- [Aim of the task] In the listing below, locate the line that contains "Target: the realtor logo" and the line that contains "[indicate] the leather". Restate word for word those two lines and every line between them, and nothing else.

- [Extracted entries]
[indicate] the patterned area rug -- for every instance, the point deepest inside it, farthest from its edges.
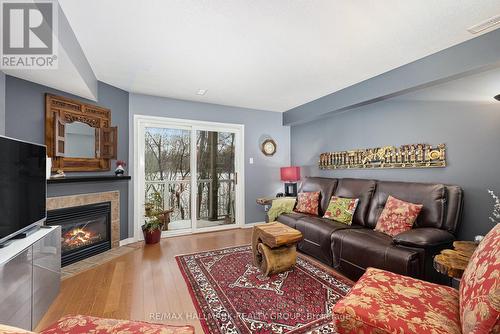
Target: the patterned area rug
(232, 296)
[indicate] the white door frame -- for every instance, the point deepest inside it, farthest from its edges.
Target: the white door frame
(140, 123)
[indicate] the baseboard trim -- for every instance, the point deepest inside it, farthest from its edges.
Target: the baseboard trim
(127, 241)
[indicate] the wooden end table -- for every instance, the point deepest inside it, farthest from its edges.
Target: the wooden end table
(266, 202)
(452, 262)
(274, 247)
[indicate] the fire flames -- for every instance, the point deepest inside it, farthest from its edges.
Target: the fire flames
(79, 237)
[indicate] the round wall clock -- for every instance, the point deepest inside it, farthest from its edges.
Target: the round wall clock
(268, 147)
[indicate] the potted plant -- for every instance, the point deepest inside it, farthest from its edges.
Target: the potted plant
(152, 229)
(120, 167)
(155, 218)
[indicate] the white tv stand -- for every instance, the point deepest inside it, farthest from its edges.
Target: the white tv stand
(30, 277)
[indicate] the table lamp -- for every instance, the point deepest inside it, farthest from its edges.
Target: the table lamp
(290, 175)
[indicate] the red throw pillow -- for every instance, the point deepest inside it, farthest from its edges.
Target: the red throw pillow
(479, 287)
(308, 202)
(397, 217)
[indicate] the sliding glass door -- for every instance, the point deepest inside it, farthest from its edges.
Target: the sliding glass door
(216, 178)
(189, 170)
(167, 174)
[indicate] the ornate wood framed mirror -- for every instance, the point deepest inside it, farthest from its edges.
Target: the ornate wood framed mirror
(78, 135)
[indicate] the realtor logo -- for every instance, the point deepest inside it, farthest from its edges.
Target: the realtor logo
(28, 34)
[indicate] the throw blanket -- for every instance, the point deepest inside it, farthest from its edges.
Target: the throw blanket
(280, 206)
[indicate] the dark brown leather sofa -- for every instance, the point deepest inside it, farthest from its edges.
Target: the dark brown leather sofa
(351, 249)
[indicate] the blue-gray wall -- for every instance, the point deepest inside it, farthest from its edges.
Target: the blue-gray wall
(2, 103)
(471, 132)
(261, 178)
(25, 119)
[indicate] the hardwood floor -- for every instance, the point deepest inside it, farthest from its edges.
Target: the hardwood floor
(145, 284)
(142, 283)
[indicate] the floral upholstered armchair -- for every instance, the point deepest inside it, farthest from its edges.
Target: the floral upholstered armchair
(85, 324)
(384, 302)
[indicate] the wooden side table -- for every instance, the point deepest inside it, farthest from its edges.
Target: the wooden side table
(452, 262)
(274, 247)
(266, 202)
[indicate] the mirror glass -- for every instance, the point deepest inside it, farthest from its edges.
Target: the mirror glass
(80, 141)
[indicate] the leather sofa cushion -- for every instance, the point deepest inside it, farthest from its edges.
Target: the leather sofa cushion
(324, 185)
(368, 248)
(357, 188)
(425, 237)
(291, 219)
(317, 234)
(431, 196)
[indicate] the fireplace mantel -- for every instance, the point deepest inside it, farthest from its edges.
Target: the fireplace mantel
(88, 178)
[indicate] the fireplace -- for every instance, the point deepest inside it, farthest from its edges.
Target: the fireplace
(86, 230)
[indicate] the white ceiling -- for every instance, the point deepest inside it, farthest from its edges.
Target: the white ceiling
(262, 54)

- [Response box]
Target: the realtor logo
(28, 34)
[indicate] the throw blanket -- for every instance, the point deepest inside it, farthest from its edges.
Target: the throw blanket
(280, 206)
[indicate] the dark brown leather sofa -- for every instance, the point deepest inside it, farthest from its edges.
Target: the dark brown leather sofa
(351, 249)
[indicate] the blue-gray wall -- for every instance, the point deepest inside it, farthest from its edges.
Target: the blue-gray wall
(2, 103)
(471, 132)
(261, 178)
(25, 119)
[indicate] the hardwood floor -- for every instance, the point deepest inside it, farthest from its edges.
Target: the hardwood floor
(145, 284)
(142, 283)
[indicate] the floral upholstered armchair -- for every instance, the point deepest inside it, farthest from its edges.
Target: the floral upholstered armchair
(85, 324)
(384, 302)
[indicate] the wooden side table -- for every instance, the point deepest inside it, farthest from its edges.
Target: the wooden side table
(452, 262)
(274, 247)
(266, 202)
[indicate] the mirror glass -- for every instance, the point deepest inside it, farthest from its edges.
Target: the mirror glass
(80, 141)
[indicate] the leather sofa cushion -- for every instance, the point deepest inside it, farthest from its edges.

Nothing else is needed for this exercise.